### Exercise inputs

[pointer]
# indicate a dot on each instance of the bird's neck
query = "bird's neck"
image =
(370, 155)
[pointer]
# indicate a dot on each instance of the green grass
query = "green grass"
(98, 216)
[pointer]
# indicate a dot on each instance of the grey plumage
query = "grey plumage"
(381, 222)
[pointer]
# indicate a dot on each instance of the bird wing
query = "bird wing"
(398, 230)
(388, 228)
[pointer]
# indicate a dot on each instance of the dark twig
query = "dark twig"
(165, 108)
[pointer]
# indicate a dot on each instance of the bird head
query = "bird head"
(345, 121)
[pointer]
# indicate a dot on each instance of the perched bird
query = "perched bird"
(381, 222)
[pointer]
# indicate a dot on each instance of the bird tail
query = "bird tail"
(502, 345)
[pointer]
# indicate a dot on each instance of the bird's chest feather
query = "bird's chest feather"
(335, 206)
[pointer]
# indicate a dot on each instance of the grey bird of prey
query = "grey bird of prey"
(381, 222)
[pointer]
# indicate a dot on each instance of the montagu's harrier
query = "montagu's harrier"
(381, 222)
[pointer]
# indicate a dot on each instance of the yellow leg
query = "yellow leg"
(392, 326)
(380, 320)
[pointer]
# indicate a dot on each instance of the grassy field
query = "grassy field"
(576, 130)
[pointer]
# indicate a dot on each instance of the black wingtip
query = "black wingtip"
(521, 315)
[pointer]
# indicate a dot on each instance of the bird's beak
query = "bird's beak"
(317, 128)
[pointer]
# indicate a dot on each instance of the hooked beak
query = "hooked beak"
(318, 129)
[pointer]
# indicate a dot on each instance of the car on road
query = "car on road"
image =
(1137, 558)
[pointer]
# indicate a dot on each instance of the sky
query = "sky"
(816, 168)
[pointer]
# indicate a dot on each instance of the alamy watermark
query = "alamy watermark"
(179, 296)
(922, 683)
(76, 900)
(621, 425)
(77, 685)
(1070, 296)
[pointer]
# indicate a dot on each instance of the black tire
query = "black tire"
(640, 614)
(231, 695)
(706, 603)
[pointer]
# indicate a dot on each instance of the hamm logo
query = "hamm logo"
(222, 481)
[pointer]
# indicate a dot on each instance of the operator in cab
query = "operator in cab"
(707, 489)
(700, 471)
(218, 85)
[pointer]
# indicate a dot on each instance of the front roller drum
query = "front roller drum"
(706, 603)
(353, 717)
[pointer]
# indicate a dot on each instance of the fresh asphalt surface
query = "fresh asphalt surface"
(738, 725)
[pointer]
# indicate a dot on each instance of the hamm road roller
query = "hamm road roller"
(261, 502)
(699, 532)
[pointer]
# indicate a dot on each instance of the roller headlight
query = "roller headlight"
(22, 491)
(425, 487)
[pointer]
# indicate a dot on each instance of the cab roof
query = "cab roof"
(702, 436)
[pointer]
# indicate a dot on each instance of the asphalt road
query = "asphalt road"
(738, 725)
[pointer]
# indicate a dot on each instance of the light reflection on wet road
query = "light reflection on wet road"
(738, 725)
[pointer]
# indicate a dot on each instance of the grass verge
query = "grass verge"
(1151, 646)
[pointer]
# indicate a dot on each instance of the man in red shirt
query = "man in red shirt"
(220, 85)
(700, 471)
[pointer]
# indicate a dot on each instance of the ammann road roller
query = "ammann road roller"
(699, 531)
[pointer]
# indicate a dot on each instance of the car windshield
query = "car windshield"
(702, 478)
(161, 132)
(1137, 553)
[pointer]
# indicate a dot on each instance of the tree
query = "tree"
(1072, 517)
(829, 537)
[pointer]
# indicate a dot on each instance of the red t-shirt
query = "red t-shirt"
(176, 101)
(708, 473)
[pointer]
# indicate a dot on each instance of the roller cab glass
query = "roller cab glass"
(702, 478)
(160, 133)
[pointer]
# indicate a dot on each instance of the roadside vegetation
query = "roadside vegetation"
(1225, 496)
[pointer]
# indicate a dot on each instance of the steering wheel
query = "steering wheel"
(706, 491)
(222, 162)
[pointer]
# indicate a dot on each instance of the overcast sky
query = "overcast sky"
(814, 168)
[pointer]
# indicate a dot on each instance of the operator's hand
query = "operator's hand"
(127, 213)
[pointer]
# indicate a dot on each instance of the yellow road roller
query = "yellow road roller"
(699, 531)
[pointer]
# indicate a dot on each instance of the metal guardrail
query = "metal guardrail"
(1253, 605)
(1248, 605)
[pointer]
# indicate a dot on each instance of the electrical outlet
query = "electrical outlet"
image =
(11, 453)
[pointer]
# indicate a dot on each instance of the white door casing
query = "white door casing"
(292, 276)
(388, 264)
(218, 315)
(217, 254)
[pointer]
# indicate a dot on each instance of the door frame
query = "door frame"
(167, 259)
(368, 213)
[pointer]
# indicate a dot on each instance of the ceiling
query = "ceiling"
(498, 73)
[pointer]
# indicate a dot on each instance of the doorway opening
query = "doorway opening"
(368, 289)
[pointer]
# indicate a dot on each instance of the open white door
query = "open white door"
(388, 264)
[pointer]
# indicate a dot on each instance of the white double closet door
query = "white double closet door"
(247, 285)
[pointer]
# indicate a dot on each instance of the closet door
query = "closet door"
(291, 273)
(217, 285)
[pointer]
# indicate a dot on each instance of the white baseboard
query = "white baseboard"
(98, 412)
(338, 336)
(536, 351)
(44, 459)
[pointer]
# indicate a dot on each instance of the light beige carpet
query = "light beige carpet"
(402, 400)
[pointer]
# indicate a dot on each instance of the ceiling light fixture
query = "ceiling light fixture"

### Work to complete
Return the material in full, exactly as shown.

### Task result
[pointer]
# indicate a dot on each instance of the bird's neck
query = "bird's neck"
image =
(370, 155)
[pointer]
# indicate a dot on each instance of the green grass
query = "green grass"
(98, 216)
[pointer]
# indicate a dot on each instance of the grey plumage
query = "grey plumage"
(381, 222)
[pointer]
# indicate a dot on each instance of the bird wing
query = "bird wing"
(398, 230)
(388, 228)
[pointer]
# indicate a dot on each instance of the dark twig
query = "dark twig"
(165, 108)
[pointer]
# indicate a dot on each instance of the bird head
query = "bird head"
(345, 121)
[pointer]
# indicate a dot on each instance of the perched bird
query = "perched bird"
(381, 222)
[pointer]
# indicate a dot on each instance of the bird tail
query = "bird tail"
(502, 345)
[pointer]
# indicate a dot on each instance of the bird's chest feather
query = "bird's chest feather"
(335, 206)
[pointer]
# indicate a dot on each instance of the grey bird of prey
query = "grey bird of prey"
(381, 222)
[pointer]
# indicate a dot on each instance of the montagu's harrier
query = "montagu's harrier"
(381, 222)
[pointer]
# indicate a dot on each instance of the yellow leg
query = "yellow leg"
(392, 326)
(380, 320)
[pointer]
# indicate a dot on each instance of the grassy field
query = "grassy field"
(576, 130)
[pointer]
# indicate a dot on each instance of the black wingtip
query = "black wingtip"
(521, 315)
[pointer]
# indicate a dot on each instance of the bird's beak
query = "bird's beak"
(317, 128)
[pointer]
# indicate a dot on each instance of the hooked beak
query = "hooked beak"
(318, 129)
[pointer]
# indicate a dot on each instance of the car on road
query = "car on road"
image =
(1137, 558)
[pointer]
# indicate a dot on each instance of the sky
query = "sky"
(816, 168)
[pointer]
# indicate a dot on each instance of the alamy watermark
query = "alamy watermark"
(179, 296)
(922, 683)
(76, 900)
(621, 425)
(77, 685)
(1070, 296)
[pointer]
# indicate a dot on each instance of the black tire
query = "black tire"
(640, 614)
(231, 695)
(706, 603)
[pointer]
# indicate a dot on each instance of the hamm logo
query = "hamm logo"
(222, 481)
[pointer]
# indicate a dot on each instance of the operator in cab
query = "operator in cab"
(707, 489)
(700, 471)
(218, 85)
[pointer]
# indicate a dot on each instance of the front roller drum
query = "front roller drum"
(706, 603)
(353, 717)
[pointer]
# indicate a dot on each instance of the fresh asphalt surface
query = "fresh asphalt surface"
(738, 725)
[pointer]
# indicate a dot on each instance of the hamm road roller
query = "hamm road roller"
(261, 502)
(699, 532)
[pointer]
# indicate a dot on each instance of the roller headlight
query = "roller headlight"
(22, 491)
(425, 487)
[pointer]
# indicate a dot on each instance of the cab roof
query = "cab roof"
(702, 436)
[pointer]
# indicate a dot on each instance of the asphalt road
query = "asphalt road"
(738, 725)
[pointer]
# indicate a dot on each instance of the light reflection on wet road
query = "light reflection on wet road"
(738, 725)
[pointer]
# indicate a dot on each instance of the grass verge
query = "grass verge"
(1151, 646)
[pointer]
# indicate a dot on each instance of the man in red shirt
query = "man in red shirt"
(220, 85)
(700, 471)
[pointer]
# indicate a dot on each instance of the ammann road roller
query = "ammann road roller"
(699, 531)
[pointer]
# indicate a dot on each instance of the car windshield
query = "car windshield"
(702, 478)
(161, 132)
(1137, 553)
[pointer]
# indicate a dot on each instance of the tree
query = "tree"
(1072, 517)
(829, 537)
[pointer]
# indicate a dot on each instance of the red t-shirt
query = "red t-shirt"
(176, 101)
(708, 473)
[pointer]
# indicate a dot on each instance of the roller cab glass
query = "roller cab glass"
(702, 478)
(160, 133)
[pointer]
# indicate a dot on each instance of the roadside vegetation
query = "roadside vegetation"
(1225, 496)
[pointer]
# indicate a dot on each instance of the steering wheel
query = "steering wheel"
(706, 491)
(222, 162)
[pointer]
# indicate a dot on each instance of the overcast sky
query = "overcast sky"
(814, 168)
[pointer]
# indicate a dot on each instance of the operator's hand
query = "operator's hand"
(127, 213)
[pointer]
# indicate a dot on each instance of the yellow road roller
query = "yellow road roller"
(699, 531)
[pointer]
# indicate a dot on each instance of the metal guardrail
query = "metal guardrail"
(1253, 605)
(1248, 605)
[pointer]
# indicate a dot on each instance of the electrical outlet
query = "electrical outlet"
image =
(11, 453)
[pointer]
# indicate a dot on each instance of the white door casing
query = "white door casing"
(292, 276)
(388, 264)
(218, 315)
(217, 254)
[pointer]
# indicate a dot on each instance of the door frame
query = "door frame"
(167, 259)
(368, 213)
[pointer]
# indicate a dot on each instance of the ceiling
query = "ceiling"
(498, 73)
[pointer]
# indicate a dot on each instance of the doorway opening
query = "doorway opening"
(368, 289)
[pointer]
# indicate a dot on each instance of the open white door
query = "open white door"
(388, 264)
[pointer]
# indicate a dot on each instance of the white double closet door
query = "white double closet door"
(247, 285)
[pointer]
# indicate a dot on each instance of the closet door
query = "closet door"
(291, 273)
(217, 285)
[pointer]
# indicate a dot on each instance of the white baseboard
query = "white baseboard"
(98, 412)
(338, 336)
(536, 351)
(44, 459)
[pointer]
# indicate a dot on each instance of the light beige carpet
query = "light beige carpet"
(402, 400)
[pointer]
# indicate a dot on each instance of the ceiling light fixture
query = "ceiling light fixture"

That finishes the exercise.